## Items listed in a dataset
* * *

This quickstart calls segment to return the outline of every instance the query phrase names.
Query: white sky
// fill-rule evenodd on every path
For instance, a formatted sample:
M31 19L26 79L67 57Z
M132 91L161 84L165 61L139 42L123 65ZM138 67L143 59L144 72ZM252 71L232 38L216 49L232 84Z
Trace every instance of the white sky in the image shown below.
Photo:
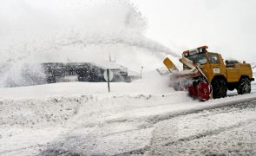
M255 0L131 0L147 36L181 53L208 45L225 58L256 61Z

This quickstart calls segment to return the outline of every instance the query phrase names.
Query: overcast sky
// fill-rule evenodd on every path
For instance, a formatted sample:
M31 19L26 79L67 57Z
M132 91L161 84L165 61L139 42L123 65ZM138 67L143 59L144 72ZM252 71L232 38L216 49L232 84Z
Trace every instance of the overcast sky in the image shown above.
M254 47L256 45L256 0L130 1L148 21L146 35L174 49L177 54L181 54L185 49L208 45L210 51L220 52L226 59L256 61ZM28 2L33 4L32 7L28 8ZM75 1L71 3L67 0L31 2L31 0L0 0L2 41L4 40L3 36L9 36L10 28L19 28L17 23L25 23L23 25L31 32L33 31L33 29L30 29L31 25L36 27L36 24L44 24L43 27L49 31L54 28L53 23L57 23L56 19L62 22L65 21L66 16L69 15L66 13L67 15L62 16L62 18L53 18L52 16L56 16L57 11L54 11L55 7L52 5L56 8L61 4L75 5ZM43 6L41 6L43 4ZM65 8L70 12L77 11L77 7L73 7L74 10L71 10L71 6ZM84 10L84 8L79 9ZM28 12L30 14L27 16ZM85 15L89 16L92 13L86 12ZM20 20L20 16L23 16L25 17ZM18 20L21 22L17 23ZM31 23L29 23L30 21ZM77 17L73 21L75 21L74 25L78 25L82 20ZM102 20L99 19L99 21ZM62 23L57 23L63 25ZM22 27L19 29L16 29L18 32L24 31ZM34 31L37 32L38 29Z
M147 36L177 52L208 45L226 58L256 61L255 0L132 0Z

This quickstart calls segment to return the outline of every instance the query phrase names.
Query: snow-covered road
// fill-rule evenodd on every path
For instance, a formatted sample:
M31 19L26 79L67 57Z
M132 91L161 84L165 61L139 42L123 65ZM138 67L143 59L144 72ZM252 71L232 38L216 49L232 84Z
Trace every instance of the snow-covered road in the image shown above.
M89 94L82 88L90 85L2 89L0 155L255 153L254 87L250 94L198 102L166 89L130 94L114 86L112 94ZM140 92L140 84L114 85Z

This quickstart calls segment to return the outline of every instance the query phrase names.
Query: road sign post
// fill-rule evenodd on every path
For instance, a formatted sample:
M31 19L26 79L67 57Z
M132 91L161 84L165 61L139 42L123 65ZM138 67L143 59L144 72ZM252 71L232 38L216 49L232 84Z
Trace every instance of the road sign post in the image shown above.
M110 84L109 84L109 69L107 69L107 76L108 76L108 93L110 93Z
M110 92L110 81L112 81L114 75L113 73L111 72L111 70L109 70L109 68L108 68L104 74L104 79L105 81L108 82L108 93Z

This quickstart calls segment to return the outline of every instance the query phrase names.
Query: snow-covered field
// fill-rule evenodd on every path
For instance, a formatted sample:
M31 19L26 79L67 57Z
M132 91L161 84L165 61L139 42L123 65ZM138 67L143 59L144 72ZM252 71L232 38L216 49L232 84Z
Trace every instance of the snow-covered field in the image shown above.
M107 92L106 83L86 82L1 88L0 155L177 154L179 146L187 153L180 140L184 138L191 153L202 153L196 149L218 153L227 148L222 146L222 138L236 143L229 136L235 132L220 133L223 128L242 122L245 127L235 127L240 128L240 137L247 127L256 128L255 102L250 104L256 100L255 85L251 94L232 93L232 97L199 102L186 92L174 92L167 85L157 86L146 78L142 81L111 83L111 93ZM246 101L248 108L229 108ZM225 107L232 111L223 110ZM207 133L216 140L220 137L217 143L207 143L213 150L201 145L209 140L205 138ZM252 152L255 142L250 139L254 134L252 130L252 136L244 136L249 138L244 140L251 145L249 153L255 153ZM198 135L202 140L191 151L196 141L191 137ZM233 144L227 146L232 148Z

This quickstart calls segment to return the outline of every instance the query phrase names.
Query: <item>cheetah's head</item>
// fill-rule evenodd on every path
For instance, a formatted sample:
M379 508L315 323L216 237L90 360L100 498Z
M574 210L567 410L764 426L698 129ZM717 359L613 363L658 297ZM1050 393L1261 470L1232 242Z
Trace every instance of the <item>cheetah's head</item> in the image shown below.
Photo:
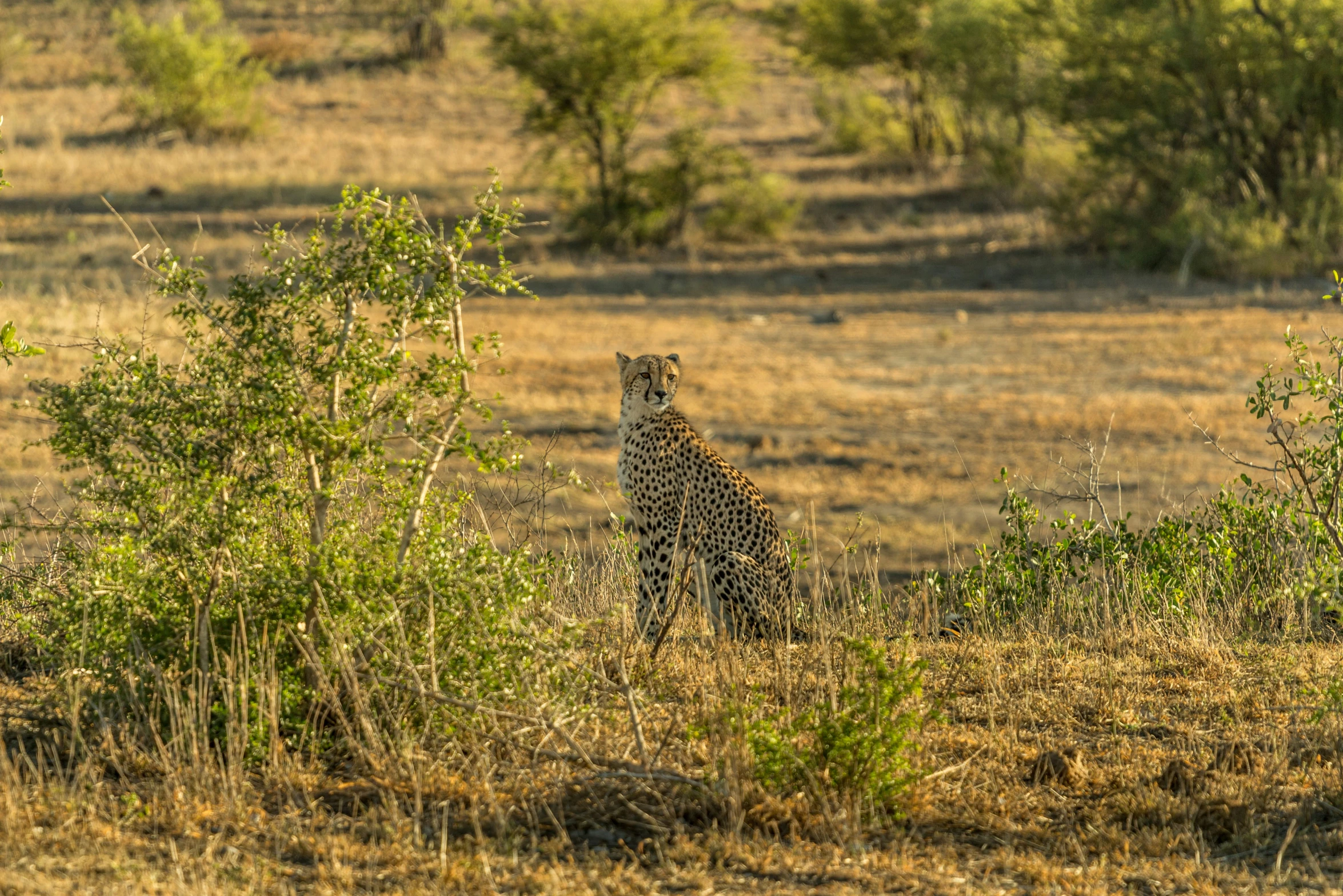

* * *

## What you should do
How many lines in the entries above contain the string "post"? Reply with the number alone.

## Final result
2